§ Постановка задачи
Определите, согласуются ли с выбранным текстом утверждения: (a) Матюшин окончил политехнический институт на Урале; (b) балхашский комбинат первым в мире начал выпускать вайербарсы; (c) после войны Остапенко пришел в геологическую партию бурильщиком. Для каждого утверждения ответьте «да» или «нет» и приведите точную цитату из текста, которая это решает.

§ Выбранный текст
_____

Неподвижная земля - Алексей Семенович Белянинов
Шрифт:
Интервал:
Закладка:
Я к тому времени понял, что роднит их всех, — все они были людьми медного века, который наступил на Балхаше, и продолжается по сей день, и кончится очень не скоро, если вообще когда-нибудь кончится.
Была в жизни Матюшина война. А закончив политехнический институт на Урале, он пришел на старый медеплавильный завод в Карсакпае, был начальником цеха, и на Балхаше поработал, в Джезказган поехал уже главным инженером. И потом вернулся на Балхаш директором комбината.
Конечно, теперь здесь все выглядело совсем иначе. И круг забот рядового инженера, каким он начинал когда-то, отличается ведь от тех дел, какими приходится заниматься руководителю одного из крупнейших в мире предприятий цветной металлургии. У нас с ним речь шла о том, что сегодня трудно, если вообще возможно, найти такую отрасль промышленности, которая могла бы обойтись без балхашской меди. Речь шла о том, что их комбинат давным-давно в несколько раз перекрыл первоначальные проектные мощности. Речь шла о том новом, что рождается у них на комбинате: не так давно, например, они начали выпускать вайербарсы, впервые в Советском Союзе, — проволочные слитки для электротехнических и кабельных заводов. Матюшина — бывшего главного инженера Джезказгана — не могло не радовать, что у большой медной реки появится новый мощный приток. Матюшина — директора Балхаша — не могло не тревожить, что тогда они уже не смогут так широко пользоваться джезказганской рудой, как сейчас. Один Коунрад не может его насытить. Саяк — вот кто призван сослужить Балхашу хорошую службу.
Мы разговаривали, и в окно кабинета была видна заводская площадь, обставленная со всех сторон корпусами цехов, перекрещенная рельсами. Жизнь вторгалась в наш разговор телефонными звонками, срочными деловыми бумагами, которые приносили Матюшину на подпись.
Снова телефонный звонок — протяжный, каким абонента вызывает междугородная.
— Товарищ Матюшин?.. Соединяю Москву.
…Я должен вернуться к разговору с Русланом Остапенко, прерванному на полуслове в самом начале.
Саяк и Балхаш… Эти два слова станут так же неотделимы одно от другого, как Балхаш и Коунрад. Правда, можно услышать скептические замечания, что запасов четырех карьеров хватит всего на пятнадцать лет. Но ведь Коунрад… Тоже предполагалось, что он будет обеспечивать комбинат, ну, лет двадцать. А сколько прошло с тех пор?
— Мы так считаем, — сказал Остапенко. — То, что сделано, — это только самый первый этап. Наверняка в Саяке будут обнаружены новые рудные тела. Но по крайней мере никому больше не может прийти в голову свертывать здесь у нас разведочные работы…
Руслан Остапенко 1926 года рождения. Фронт, на который он попал мальчишкой. А когда война кончилась, то выяснилось — он ничего не умеет. Незамеченным пройти тишину переднего края, прихватить «языка»… В мирной жизни это умение не могло пригодиться разведчику Остапенко.
И он пошел в геологическую партию, помощником бурильщика. Нехитрое дело, — для этого надо две руки и две ноги. А на войне ему повезло, он ничего этого не потерял.

_____

Элементы набора данных

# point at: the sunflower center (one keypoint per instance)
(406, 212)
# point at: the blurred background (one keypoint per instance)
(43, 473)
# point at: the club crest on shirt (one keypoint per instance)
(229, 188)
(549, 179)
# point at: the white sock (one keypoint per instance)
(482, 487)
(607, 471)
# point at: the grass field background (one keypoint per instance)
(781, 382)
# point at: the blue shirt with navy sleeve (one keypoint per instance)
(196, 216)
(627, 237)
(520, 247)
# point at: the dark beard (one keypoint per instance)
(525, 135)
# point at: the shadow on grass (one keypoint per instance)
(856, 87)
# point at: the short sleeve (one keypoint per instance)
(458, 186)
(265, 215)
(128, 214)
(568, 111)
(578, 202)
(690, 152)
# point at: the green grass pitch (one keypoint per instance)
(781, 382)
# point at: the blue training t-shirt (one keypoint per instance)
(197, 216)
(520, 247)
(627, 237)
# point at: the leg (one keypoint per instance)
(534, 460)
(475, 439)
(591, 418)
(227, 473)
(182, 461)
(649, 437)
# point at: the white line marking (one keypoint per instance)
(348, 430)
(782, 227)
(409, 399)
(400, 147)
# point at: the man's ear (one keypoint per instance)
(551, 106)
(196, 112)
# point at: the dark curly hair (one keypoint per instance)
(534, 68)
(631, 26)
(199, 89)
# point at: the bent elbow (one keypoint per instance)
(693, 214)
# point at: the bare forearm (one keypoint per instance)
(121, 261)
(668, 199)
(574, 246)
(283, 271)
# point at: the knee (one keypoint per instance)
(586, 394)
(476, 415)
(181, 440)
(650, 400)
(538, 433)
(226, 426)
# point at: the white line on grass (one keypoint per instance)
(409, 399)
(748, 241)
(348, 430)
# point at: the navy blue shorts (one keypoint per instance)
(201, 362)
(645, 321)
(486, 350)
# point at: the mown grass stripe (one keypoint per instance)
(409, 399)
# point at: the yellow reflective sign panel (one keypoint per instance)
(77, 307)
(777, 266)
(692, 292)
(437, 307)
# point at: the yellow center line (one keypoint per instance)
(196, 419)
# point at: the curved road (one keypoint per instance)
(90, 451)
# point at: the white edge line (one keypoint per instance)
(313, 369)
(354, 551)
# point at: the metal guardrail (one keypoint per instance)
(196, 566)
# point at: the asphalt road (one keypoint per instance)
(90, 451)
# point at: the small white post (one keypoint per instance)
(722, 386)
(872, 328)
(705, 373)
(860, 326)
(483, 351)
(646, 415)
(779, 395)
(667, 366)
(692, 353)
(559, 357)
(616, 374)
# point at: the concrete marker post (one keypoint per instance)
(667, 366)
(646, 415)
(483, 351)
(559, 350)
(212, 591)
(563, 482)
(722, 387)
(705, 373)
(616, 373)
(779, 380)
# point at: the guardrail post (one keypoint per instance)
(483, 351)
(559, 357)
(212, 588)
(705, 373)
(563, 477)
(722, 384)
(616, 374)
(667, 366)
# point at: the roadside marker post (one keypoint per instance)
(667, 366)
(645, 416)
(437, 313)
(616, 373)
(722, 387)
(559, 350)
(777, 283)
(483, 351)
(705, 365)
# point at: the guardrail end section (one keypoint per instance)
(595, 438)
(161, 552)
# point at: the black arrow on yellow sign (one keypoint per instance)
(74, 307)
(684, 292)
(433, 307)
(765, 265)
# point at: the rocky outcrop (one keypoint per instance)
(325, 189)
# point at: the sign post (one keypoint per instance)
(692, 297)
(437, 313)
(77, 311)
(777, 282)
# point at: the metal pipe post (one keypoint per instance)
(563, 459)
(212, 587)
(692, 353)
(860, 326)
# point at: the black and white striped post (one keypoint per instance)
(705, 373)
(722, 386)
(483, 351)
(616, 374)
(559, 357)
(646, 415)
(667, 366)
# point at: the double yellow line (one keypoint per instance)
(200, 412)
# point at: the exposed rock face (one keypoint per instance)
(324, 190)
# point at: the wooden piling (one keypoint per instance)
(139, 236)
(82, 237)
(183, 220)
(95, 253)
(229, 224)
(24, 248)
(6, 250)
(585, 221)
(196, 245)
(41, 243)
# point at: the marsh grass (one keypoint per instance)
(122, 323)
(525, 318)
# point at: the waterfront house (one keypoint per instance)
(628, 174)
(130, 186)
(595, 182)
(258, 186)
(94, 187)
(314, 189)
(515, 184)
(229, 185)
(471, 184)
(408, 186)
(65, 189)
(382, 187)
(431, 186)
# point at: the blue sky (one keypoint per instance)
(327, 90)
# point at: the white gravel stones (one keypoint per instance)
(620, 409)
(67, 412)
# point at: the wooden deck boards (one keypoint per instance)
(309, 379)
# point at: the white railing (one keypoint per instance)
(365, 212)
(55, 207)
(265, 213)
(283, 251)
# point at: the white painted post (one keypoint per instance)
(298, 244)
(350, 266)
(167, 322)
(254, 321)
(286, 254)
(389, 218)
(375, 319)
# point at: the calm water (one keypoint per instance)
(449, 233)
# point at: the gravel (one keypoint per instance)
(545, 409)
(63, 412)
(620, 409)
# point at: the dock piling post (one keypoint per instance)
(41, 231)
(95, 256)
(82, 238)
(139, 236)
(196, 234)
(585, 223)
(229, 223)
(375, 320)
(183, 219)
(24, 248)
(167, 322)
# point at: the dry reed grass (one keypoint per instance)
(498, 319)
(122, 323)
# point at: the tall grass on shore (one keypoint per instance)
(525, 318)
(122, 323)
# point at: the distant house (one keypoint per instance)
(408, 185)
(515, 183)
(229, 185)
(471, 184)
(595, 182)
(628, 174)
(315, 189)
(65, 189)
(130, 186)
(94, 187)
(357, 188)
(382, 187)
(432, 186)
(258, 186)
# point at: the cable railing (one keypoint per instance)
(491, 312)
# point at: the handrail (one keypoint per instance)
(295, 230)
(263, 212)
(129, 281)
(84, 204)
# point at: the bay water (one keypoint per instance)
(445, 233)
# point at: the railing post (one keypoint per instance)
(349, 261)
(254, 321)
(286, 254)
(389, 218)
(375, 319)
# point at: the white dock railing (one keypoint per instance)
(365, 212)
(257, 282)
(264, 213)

_____

§ Результат выполнения
(a) Да: «закончив политехнический институт на Урале».
(b) Нет: «они начали выпускать вайербарсы, впервые в Советском Союзе».
(c) Нет: «И он пошел в геологическую партию, помощником бурильщика».